*Text provided*.
My 8-year old grandson, Weston, enjoyed practicing fly casting at the FCO August picnic at the Westmoreland casting ponds. After that experience he said “Pop Pop I want to do some real fly fishing”. I promised that I would arrange such an adventure and scheduled a half-day float trip with Clay Holloway for the last Friday of October.
My son, Matthew, Weston, and I drove from Portland to the Riverview Market near the Hayden Bridge on the McKenzie River. We parked our car and drove with Clay to our launching point at the Hendrick’s Bridge boat ramp. It was a cold, clear day with no wind and the river was in good shape. I was glad I had brought a thermos of hot chocolate to provide some relief from the cool weather.
After loading our gear, we 3 anglers settled on the front seat of the drift boat with Clay manning the oars. Our fly rod was rigged with a large, white indicator fly and a silver, bead-headed Euro-style nymph about 3 feet below. That outfit worked well all day.

*Tasks*.
1) Using the fly fishing account, decide whether each statement agrees with it. Answer yes or no and quote the words that decide it. (a) The float trip was set for the last Friday of October. (b) The day of the trip was windy. (c) Clay rowed the drift boat.
2) According to the fly fishing account, where did the group launch the boat?
3) Transcribe the stretch of the fly fishing account from "My son, Matthew, Weston, and" through "well all day.".

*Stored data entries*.

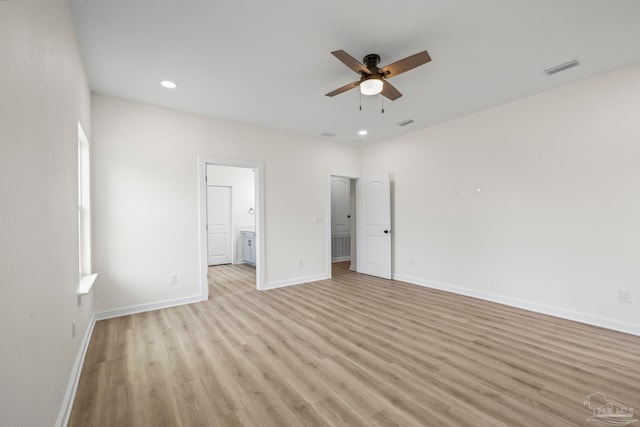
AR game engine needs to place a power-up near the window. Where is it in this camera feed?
[78,123,97,294]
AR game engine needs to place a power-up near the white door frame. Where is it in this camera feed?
[325,172,360,278]
[198,155,266,301]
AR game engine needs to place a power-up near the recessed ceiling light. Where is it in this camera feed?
[544,59,580,76]
[160,80,178,89]
[398,119,413,126]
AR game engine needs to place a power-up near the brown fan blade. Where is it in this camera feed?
[380,50,431,78]
[325,80,360,96]
[331,50,371,74]
[380,80,402,101]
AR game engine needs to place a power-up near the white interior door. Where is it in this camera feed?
[356,174,391,279]
[207,185,233,265]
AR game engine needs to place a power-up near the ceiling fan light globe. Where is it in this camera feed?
[360,79,384,95]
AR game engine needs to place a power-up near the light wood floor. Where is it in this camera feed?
[67,264,640,427]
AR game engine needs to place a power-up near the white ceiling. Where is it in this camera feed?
[70,0,640,144]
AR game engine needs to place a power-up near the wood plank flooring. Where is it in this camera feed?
[69,263,640,427]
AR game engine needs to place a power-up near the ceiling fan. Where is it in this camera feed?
[326,50,431,101]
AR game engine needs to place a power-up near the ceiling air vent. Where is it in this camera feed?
[544,59,580,76]
[398,119,413,126]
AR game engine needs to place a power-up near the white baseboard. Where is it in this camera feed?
[55,314,96,427]
[261,274,329,291]
[95,295,202,320]
[393,274,640,336]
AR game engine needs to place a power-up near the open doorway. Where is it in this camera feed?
[330,175,356,271]
[198,156,265,300]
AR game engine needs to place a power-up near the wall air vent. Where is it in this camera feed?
[398,119,413,126]
[544,59,580,76]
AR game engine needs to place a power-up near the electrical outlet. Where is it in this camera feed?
[618,289,631,304]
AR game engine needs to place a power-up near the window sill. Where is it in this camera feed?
[76,273,98,295]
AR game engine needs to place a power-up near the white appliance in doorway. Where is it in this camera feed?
[207,185,233,265]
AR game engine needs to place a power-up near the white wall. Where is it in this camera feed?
[207,165,256,263]
[363,66,640,333]
[0,0,93,426]
[92,94,359,311]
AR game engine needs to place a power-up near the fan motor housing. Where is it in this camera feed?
[362,53,380,68]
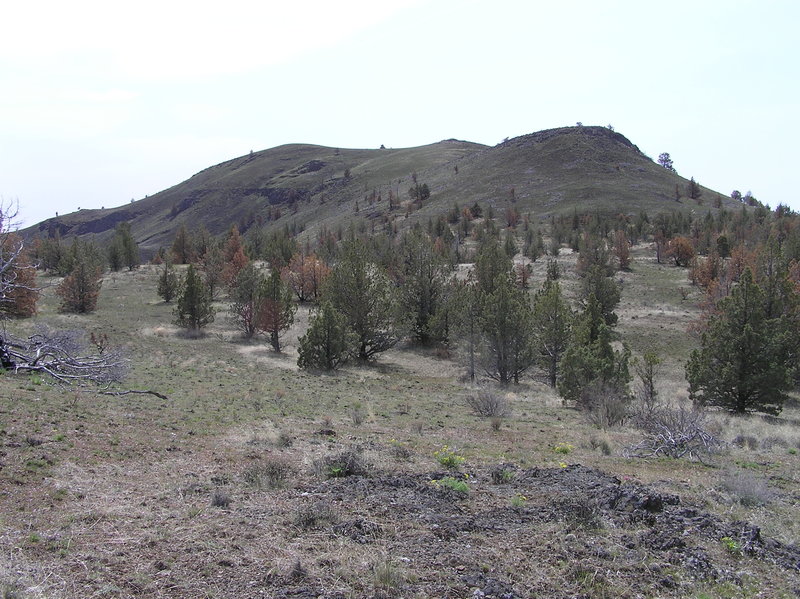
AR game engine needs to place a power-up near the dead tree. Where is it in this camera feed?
[0,328,128,384]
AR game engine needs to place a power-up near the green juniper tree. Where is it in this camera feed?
[228,262,264,339]
[173,264,215,335]
[297,302,355,370]
[323,240,405,361]
[532,279,574,387]
[479,274,535,385]
[256,268,297,353]
[686,268,800,414]
[158,257,179,303]
[400,229,451,345]
[558,295,631,405]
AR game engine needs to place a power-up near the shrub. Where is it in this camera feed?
[242,459,294,489]
[558,494,603,530]
[294,501,339,530]
[511,493,528,508]
[466,389,511,418]
[350,402,364,426]
[211,491,231,507]
[579,380,631,428]
[623,406,722,461]
[489,464,514,485]
[314,448,368,478]
[553,443,575,455]
[372,558,406,590]
[589,437,612,455]
[389,439,411,460]
[433,445,466,470]
[433,476,469,495]
[731,434,760,450]
[720,472,772,507]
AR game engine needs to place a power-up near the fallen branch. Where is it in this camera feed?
[0,328,128,384]
[100,389,169,400]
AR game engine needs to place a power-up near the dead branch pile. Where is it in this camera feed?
[623,406,722,462]
[0,328,128,384]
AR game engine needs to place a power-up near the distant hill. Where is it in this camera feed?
[25,127,738,255]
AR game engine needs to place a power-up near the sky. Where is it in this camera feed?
[0,0,800,226]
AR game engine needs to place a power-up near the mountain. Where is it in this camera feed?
[26,127,733,255]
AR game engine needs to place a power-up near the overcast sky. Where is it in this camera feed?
[0,0,800,230]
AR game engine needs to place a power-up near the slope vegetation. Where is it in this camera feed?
[28,127,732,254]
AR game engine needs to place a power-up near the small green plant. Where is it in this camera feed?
[720,537,742,555]
[489,465,514,485]
[294,501,339,530]
[242,458,294,489]
[314,447,369,478]
[553,443,575,455]
[389,439,411,460]
[433,445,465,470]
[372,558,406,590]
[433,476,469,495]
[211,491,231,508]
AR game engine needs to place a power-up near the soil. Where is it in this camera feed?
[3,444,800,599]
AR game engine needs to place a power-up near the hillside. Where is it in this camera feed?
[0,245,800,599]
[26,127,732,255]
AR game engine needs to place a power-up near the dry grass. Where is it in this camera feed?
[0,260,800,598]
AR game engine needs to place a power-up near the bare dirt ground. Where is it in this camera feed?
[0,255,800,599]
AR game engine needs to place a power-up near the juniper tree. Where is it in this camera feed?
[531,279,574,387]
[323,240,405,361]
[157,257,180,303]
[229,262,264,339]
[479,274,535,385]
[400,229,451,344]
[686,268,800,414]
[256,268,297,353]
[558,295,631,404]
[173,264,215,335]
[56,245,103,314]
[297,302,355,370]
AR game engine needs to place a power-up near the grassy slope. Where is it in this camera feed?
[0,248,800,597]
[30,127,733,253]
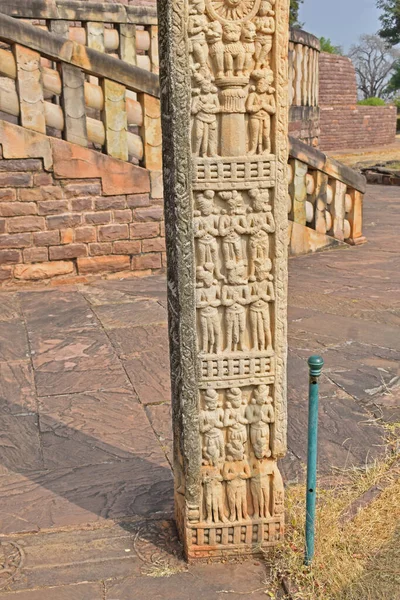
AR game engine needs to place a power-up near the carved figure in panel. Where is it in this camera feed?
[206,21,225,79]
[248,189,275,281]
[245,385,275,458]
[201,466,228,523]
[246,69,276,155]
[221,263,251,352]
[219,190,248,269]
[222,442,251,522]
[254,0,275,69]
[224,388,248,452]
[188,0,208,71]
[199,388,225,466]
[196,267,221,354]
[192,78,220,156]
[194,190,225,281]
[222,23,246,77]
[242,21,257,77]
[250,456,275,519]
[250,259,275,352]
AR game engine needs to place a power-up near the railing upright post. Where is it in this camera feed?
[304,356,324,565]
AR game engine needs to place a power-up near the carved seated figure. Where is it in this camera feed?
[222,23,246,77]
[199,388,225,466]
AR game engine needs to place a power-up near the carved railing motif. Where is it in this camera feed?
[0,14,161,170]
[0,0,159,73]
[288,138,366,254]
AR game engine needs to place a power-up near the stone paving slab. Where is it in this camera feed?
[0,187,400,600]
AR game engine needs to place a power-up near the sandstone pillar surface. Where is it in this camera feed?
[158,0,289,559]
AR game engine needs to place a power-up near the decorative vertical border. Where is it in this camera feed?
[158,0,201,533]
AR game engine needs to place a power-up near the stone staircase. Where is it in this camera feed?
[0,0,365,283]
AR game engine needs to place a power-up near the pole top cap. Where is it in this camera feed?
[308,356,324,377]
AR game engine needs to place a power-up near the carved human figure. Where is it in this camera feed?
[219,190,248,269]
[246,70,276,155]
[224,388,248,451]
[245,385,275,458]
[221,263,251,352]
[196,267,221,354]
[222,442,251,522]
[250,259,275,352]
[201,466,228,523]
[191,78,220,156]
[254,0,275,69]
[242,21,257,76]
[188,0,208,71]
[250,456,275,519]
[199,388,225,466]
[222,23,246,77]
[248,188,275,281]
[193,190,225,280]
[206,21,225,79]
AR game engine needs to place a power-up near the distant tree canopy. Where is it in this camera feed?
[319,37,343,54]
[377,0,400,46]
[290,0,304,28]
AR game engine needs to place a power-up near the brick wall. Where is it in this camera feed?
[319,52,397,151]
[0,126,165,284]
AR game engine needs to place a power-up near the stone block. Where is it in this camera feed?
[14,261,74,281]
[77,255,130,275]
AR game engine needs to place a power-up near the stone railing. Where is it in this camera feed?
[288,138,366,254]
[0,0,159,73]
[289,29,320,146]
[0,14,161,171]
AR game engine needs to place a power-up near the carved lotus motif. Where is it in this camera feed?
[207,0,261,22]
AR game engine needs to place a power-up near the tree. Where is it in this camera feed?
[377,0,400,46]
[349,35,400,98]
[290,0,304,29]
[319,37,343,54]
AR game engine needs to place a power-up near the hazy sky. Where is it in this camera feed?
[300,0,380,50]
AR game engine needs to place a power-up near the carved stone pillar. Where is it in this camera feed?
[158,0,289,559]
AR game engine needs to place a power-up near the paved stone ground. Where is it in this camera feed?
[0,187,400,600]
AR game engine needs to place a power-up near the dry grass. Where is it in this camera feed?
[268,429,400,600]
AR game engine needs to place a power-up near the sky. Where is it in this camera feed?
[300,0,380,51]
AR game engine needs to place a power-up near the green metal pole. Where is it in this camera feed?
[304,356,324,565]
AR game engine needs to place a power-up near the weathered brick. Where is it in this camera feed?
[33,231,60,246]
[132,253,161,271]
[0,158,43,172]
[113,208,132,223]
[126,194,151,208]
[64,179,101,198]
[89,242,112,256]
[75,227,96,244]
[49,244,88,260]
[38,200,68,216]
[0,202,38,217]
[0,188,17,202]
[7,217,45,233]
[83,212,111,225]
[71,196,93,212]
[130,223,160,240]
[98,225,129,242]
[0,233,32,248]
[113,240,140,254]
[77,255,130,275]
[33,173,53,186]
[0,250,22,265]
[0,173,33,187]
[46,213,82,229]
[14,261,74,281]
[22,247,49,263]
[133,205,164,222]
[94,196,127,210]
[142,238,165,252]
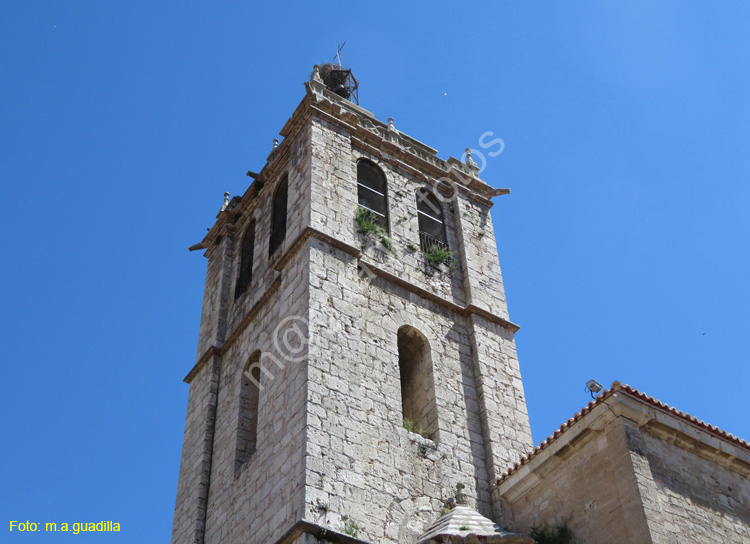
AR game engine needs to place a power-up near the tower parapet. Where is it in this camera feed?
[173,70,531,544]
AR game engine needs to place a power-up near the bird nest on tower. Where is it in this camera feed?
[320,62,359,104]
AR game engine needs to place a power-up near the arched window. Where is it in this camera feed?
[357,159,388,232]
[268,176,289,257]
[417,187,448,251]
[398,325,438,439]
[235,351,260,469]
[234,221,255,300]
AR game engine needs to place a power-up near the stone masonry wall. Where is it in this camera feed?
[306,243,490,543]
[631,424,750,544]
[172,100,531,544]
[504,414,651,544]
[311,119,468,305]
[205,246,308,544]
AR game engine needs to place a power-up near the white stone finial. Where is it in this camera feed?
[466,147,477,168]
[310,64,323,84]
[456,484,469,504]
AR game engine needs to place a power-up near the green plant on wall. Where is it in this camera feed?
[354,206,395,253]
[404,417,434,441]
[344,519,362,538]
[424,246,453,272]
[529,520,575,544]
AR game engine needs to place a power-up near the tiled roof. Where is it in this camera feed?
[497,381,750,485]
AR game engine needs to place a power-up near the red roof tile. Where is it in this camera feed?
[496,381,750,485]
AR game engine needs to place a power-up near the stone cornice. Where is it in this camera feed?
[183,227,521,383]
[497,382,750,502]
[197,76,508,256]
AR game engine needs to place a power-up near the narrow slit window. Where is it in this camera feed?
[234,221,255,300]
[268,176,289,257]
[357,159,388,232]
[235,351,261,469]
[417,187,448,251]
[398,325,438,440]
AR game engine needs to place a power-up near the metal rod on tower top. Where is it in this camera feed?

*Solutions by task*.
1)
(a) Yes: "scheduled a half-day float trip with Clay Holloway for the last Friday of October."
(b) No: "It was a cold, clear day with no wind"
(c) Yes: "with Clay manning the oars"

2) At the Hendrick’s Bridge boat ramp.

3)
My son, Matthew, Weston, and I drove from Portland to the Riverview Market near the Hayden Bridge on the McKenzie River. We parked our car and drove with Clay to our launching point at the Hendrick’s Bridge boat ramp. It was a cold, clear day with no wind and the river was in good shape. I was glad I had brought a thermos of hot chocolate to provide some relief from the cool weather.
After loading our gear, we 3 anglers settled on the front seat of the drift boat with Clay manning the oars. Our fly rod was rigged with a large, white indicator fly and a silver, bead-headed Euro-style nymph about 3 feet below. That outfit worked well all day.